** Problem **
Reproduce the listing below word for word, leaving out the picture.

** Raw data **

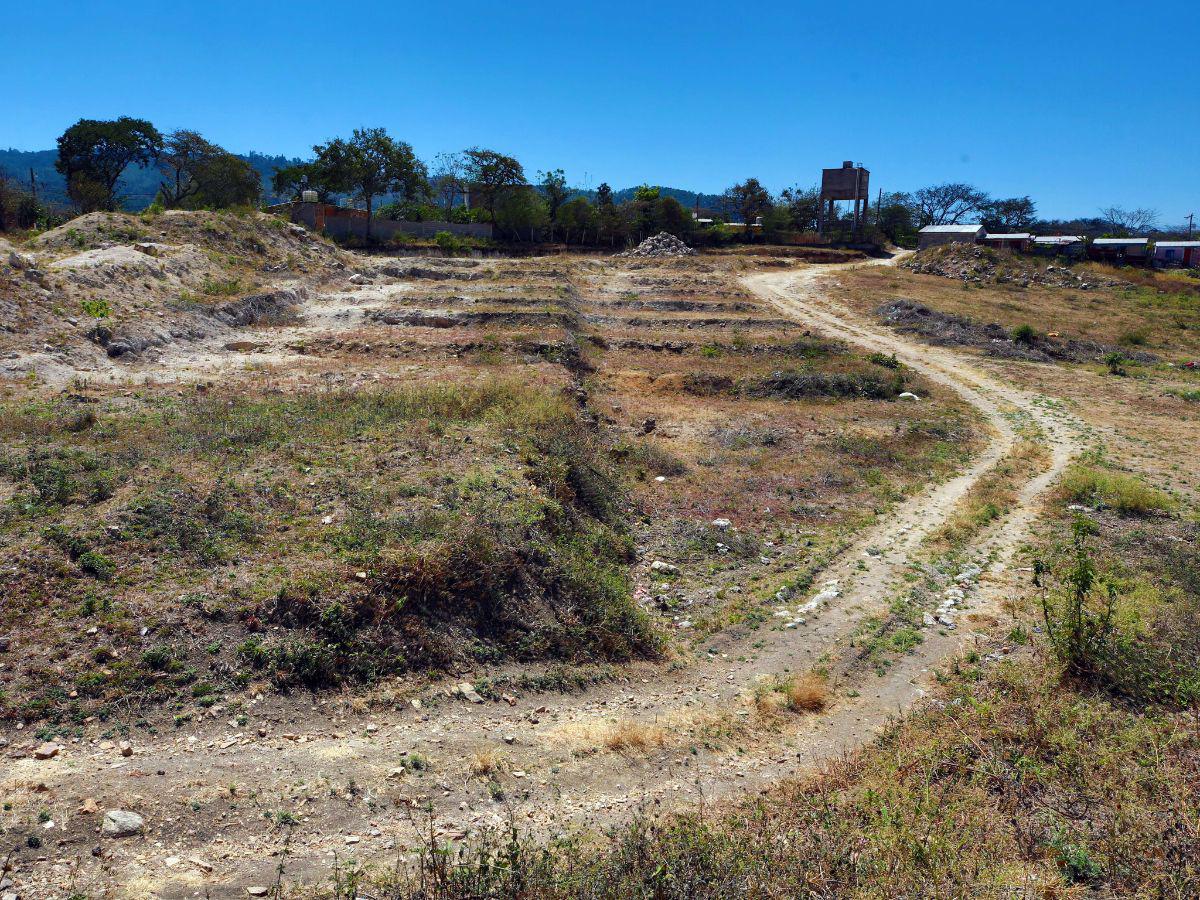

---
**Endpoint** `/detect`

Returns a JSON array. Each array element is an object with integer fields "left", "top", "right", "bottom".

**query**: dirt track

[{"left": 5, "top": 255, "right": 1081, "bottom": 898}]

** The answer **
---
**Endpoint** `/detect`

Returns a JSON array. Each array element is an object with integer fields "left", "top", "right", "bottom".

**query**: dirt track

[{"left": 5, "top": 255, "right": 1081, "bottom": 898}]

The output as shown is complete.